**WHAT THE TASK ASKS**
Where a line holds the word "overcast", copy it from the records.

**Referring expression pointing data**
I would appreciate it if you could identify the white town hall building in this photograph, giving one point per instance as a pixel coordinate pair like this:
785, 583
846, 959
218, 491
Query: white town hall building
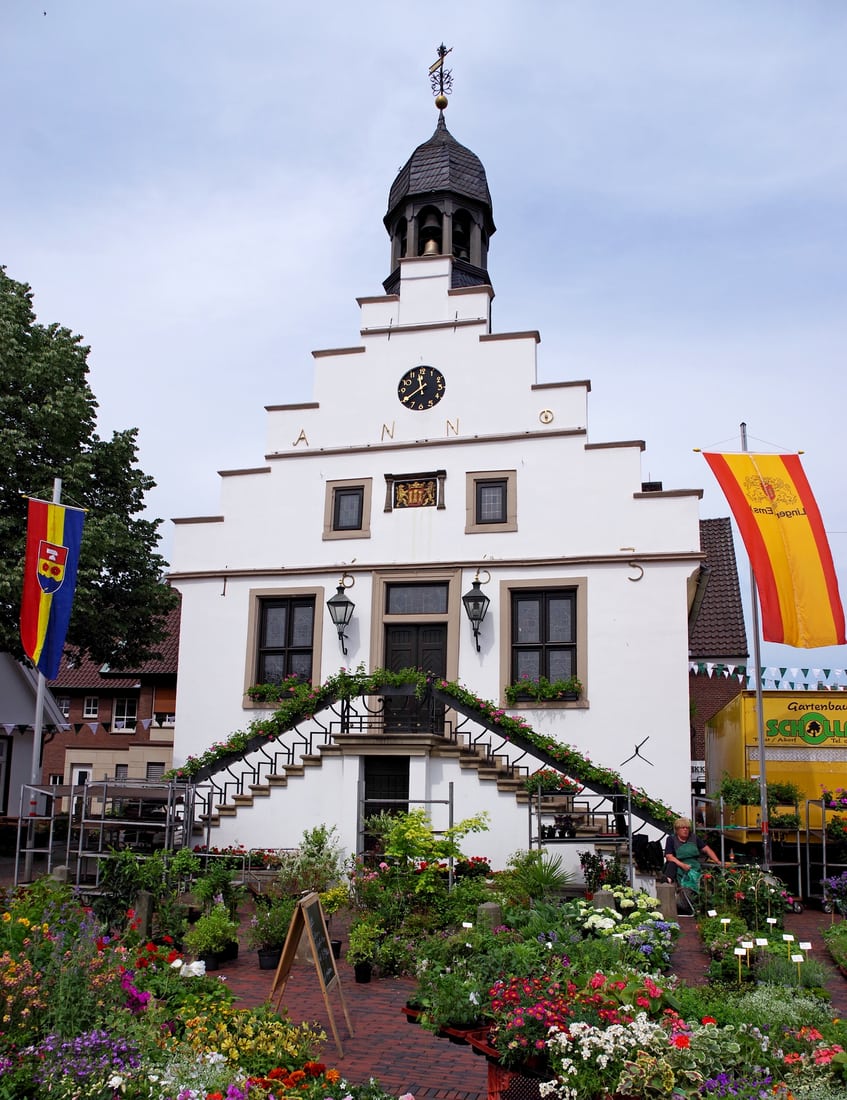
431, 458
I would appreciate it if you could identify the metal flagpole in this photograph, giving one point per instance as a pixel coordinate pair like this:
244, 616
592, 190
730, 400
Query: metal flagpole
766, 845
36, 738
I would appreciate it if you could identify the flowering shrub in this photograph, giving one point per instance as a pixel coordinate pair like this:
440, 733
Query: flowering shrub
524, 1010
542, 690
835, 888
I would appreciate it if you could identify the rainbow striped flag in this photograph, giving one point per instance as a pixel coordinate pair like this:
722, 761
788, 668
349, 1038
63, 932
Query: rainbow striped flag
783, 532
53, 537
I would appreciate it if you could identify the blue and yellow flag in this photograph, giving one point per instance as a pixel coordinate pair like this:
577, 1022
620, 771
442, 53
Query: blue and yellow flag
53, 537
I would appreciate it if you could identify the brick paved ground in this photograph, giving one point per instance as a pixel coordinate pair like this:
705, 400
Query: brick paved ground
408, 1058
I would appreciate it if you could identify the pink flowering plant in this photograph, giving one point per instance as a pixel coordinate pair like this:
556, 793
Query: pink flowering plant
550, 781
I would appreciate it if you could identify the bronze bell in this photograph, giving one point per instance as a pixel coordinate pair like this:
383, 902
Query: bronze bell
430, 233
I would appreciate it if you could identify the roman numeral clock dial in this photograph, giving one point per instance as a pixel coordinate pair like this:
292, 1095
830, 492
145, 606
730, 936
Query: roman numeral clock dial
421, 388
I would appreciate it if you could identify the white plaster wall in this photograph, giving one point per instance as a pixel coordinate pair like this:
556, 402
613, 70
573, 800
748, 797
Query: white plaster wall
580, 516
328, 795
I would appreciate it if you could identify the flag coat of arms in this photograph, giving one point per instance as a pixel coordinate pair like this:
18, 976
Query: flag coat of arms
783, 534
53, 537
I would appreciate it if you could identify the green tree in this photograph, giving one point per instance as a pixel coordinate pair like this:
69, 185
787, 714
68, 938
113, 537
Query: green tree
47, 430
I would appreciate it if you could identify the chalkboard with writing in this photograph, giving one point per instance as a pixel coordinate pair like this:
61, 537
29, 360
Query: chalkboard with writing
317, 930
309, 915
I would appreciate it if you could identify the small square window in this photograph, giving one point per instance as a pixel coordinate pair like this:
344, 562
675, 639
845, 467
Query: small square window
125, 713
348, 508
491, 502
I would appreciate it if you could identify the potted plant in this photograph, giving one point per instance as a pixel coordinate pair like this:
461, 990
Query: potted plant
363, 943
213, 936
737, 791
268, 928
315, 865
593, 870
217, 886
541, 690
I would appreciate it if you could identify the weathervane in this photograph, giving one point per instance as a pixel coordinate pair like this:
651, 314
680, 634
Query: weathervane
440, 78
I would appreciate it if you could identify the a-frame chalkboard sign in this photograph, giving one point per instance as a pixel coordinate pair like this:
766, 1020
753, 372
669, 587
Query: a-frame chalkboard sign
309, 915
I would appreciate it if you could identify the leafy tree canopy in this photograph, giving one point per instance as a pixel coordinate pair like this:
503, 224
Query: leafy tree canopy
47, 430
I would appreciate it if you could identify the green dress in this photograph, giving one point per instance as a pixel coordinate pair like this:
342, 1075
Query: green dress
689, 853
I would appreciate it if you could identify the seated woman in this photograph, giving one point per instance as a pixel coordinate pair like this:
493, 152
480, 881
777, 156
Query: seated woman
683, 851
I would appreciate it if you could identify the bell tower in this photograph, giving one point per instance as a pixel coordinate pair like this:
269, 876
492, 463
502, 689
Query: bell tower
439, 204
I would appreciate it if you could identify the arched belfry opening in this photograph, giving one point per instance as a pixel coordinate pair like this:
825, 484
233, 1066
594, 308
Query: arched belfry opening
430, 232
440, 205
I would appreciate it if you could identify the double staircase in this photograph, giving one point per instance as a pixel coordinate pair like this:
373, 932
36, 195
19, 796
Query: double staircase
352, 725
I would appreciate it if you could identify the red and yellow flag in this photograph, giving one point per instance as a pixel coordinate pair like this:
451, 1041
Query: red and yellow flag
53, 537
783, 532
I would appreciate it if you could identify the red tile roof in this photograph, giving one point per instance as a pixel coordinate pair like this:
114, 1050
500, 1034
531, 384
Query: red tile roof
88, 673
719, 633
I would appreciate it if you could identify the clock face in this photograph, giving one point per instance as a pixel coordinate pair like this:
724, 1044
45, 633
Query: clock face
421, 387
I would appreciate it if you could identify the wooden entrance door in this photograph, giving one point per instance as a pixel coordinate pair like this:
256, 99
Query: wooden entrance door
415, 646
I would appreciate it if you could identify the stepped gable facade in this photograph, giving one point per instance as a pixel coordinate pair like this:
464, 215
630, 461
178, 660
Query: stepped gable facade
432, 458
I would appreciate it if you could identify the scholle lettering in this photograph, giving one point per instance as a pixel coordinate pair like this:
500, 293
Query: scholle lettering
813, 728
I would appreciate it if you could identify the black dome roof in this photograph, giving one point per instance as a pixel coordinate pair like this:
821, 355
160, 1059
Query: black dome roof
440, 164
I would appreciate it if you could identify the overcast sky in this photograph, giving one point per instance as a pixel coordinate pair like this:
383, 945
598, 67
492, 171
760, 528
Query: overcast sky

**EXERCISE OUTPUT**
I would appreciate it if you could identify the overcast sky in this photograph, giving one point per instance as a pixel coordinate pair like this:
Query: overcast sky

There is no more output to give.